> _Your task_: Where a line holds the word "paved", copy that line from the data below.

[[ Source material open ]]

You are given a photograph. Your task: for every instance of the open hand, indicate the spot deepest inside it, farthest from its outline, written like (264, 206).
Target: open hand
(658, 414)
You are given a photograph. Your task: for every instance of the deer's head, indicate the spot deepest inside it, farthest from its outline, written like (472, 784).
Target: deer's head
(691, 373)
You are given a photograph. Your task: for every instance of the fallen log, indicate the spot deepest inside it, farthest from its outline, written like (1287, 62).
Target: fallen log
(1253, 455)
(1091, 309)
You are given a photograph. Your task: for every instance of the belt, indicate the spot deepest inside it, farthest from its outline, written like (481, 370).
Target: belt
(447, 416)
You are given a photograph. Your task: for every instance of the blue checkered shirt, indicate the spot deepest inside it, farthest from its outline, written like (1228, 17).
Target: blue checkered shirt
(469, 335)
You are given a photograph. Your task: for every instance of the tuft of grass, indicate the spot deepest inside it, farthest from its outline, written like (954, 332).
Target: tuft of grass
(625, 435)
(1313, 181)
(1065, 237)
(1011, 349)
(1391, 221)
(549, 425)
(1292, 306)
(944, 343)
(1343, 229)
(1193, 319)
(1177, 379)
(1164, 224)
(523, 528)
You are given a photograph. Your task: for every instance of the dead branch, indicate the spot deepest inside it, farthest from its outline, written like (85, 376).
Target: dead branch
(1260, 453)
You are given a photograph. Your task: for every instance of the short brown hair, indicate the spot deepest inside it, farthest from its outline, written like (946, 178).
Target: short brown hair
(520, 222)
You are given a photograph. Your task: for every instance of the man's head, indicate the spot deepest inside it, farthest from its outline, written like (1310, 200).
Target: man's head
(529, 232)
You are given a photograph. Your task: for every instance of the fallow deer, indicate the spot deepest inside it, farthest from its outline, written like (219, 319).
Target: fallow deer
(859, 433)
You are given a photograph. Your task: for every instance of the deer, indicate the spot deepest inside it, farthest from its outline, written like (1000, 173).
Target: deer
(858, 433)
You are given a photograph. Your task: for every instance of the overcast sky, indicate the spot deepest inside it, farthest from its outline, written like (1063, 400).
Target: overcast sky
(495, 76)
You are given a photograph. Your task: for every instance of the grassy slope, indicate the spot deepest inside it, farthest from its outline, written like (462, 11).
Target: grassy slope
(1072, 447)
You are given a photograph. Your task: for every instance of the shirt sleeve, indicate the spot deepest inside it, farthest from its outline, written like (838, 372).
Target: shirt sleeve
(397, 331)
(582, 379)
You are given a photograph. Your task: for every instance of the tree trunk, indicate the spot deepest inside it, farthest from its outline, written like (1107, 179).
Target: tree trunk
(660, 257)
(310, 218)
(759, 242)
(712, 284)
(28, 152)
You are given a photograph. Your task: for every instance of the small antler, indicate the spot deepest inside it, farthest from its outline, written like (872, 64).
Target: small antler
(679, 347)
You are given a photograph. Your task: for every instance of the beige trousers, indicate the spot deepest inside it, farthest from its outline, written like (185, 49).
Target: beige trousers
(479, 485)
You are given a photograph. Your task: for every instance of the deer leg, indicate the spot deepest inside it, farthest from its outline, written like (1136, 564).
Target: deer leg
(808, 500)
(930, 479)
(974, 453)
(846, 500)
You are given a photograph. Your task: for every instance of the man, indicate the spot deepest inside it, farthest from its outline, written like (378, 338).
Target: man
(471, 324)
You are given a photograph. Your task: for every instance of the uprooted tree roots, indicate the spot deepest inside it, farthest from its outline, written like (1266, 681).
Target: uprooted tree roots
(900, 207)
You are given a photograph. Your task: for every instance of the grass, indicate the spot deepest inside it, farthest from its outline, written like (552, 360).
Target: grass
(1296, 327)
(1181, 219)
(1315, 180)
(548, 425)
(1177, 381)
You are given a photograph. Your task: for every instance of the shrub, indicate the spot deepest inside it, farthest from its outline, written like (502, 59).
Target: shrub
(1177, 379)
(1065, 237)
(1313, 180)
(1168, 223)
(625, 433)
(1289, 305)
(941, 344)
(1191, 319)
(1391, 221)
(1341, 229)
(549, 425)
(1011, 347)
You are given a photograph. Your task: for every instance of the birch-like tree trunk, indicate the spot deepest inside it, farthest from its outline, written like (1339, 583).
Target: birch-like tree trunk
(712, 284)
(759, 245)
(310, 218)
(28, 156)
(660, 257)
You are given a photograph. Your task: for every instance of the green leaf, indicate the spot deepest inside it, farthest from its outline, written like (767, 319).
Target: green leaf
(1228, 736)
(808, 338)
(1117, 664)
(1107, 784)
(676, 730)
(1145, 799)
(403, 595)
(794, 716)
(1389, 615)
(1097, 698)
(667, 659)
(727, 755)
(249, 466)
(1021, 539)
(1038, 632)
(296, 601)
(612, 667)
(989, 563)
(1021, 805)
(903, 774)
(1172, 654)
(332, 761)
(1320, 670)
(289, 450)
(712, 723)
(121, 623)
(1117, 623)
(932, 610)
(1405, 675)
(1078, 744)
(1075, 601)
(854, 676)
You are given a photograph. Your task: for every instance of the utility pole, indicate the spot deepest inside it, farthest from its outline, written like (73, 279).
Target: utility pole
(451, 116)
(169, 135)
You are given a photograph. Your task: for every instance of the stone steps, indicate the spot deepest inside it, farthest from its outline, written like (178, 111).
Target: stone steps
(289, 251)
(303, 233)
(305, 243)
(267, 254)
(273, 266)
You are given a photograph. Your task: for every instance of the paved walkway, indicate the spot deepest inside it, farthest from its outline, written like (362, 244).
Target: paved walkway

[[ Source material closed ]]

> _Written answer_:
You are given a photograph. Your task: for every instance of the paved walkway, indicate the spot deepest inside it, farthest from its outline, written like (362, 244).
Target: paved walkway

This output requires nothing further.